Instructions to follow |
Render every line of the items below as a Markdown table with two columns, Row and Line, giving each row its number and skipping blank lines. Leave the pictures out of your answer.

(Source data)
--- START ---

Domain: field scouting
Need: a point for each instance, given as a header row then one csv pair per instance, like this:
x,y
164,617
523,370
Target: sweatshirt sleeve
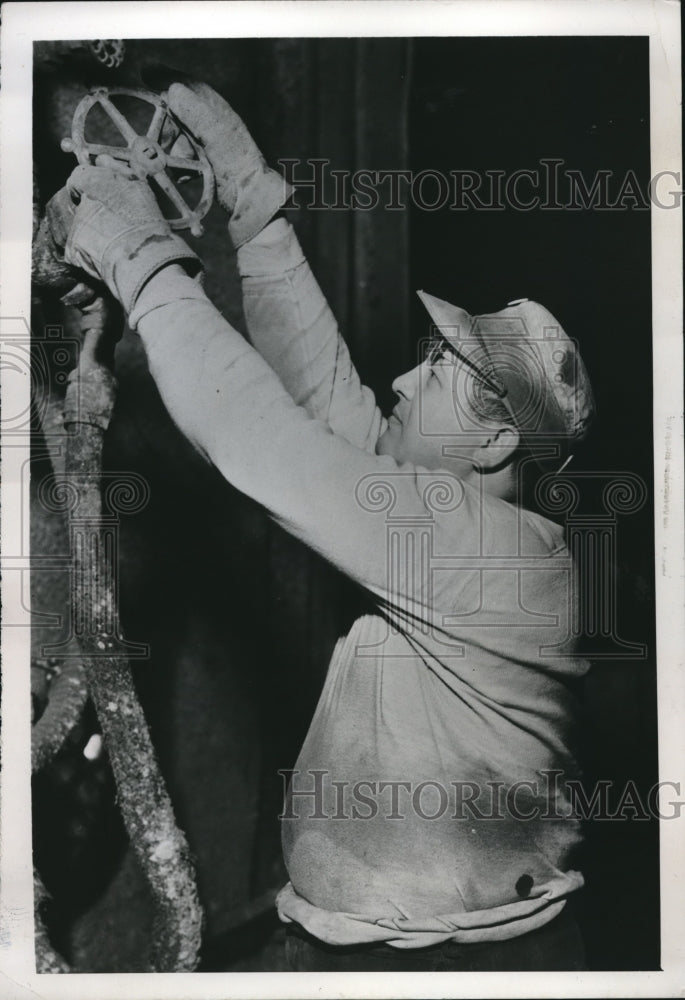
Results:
x,y
231,405
293,328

--- END ---

Answer below |
| Row | Line |
|---|---|
| 1 | Domain: field scouting |
| 2 | Need: a point for each instance, given as a header row then one csv pair per instance, like this: |
| 3 | x,y |
| 4 | 164,617 |
| 5 | 523,370 |
| 6 | Target: sweatshirt sleeve |
| 7 | Results: |
| 8 | x,y |
| 9 | 231,405 |
| 10 | 293,328 |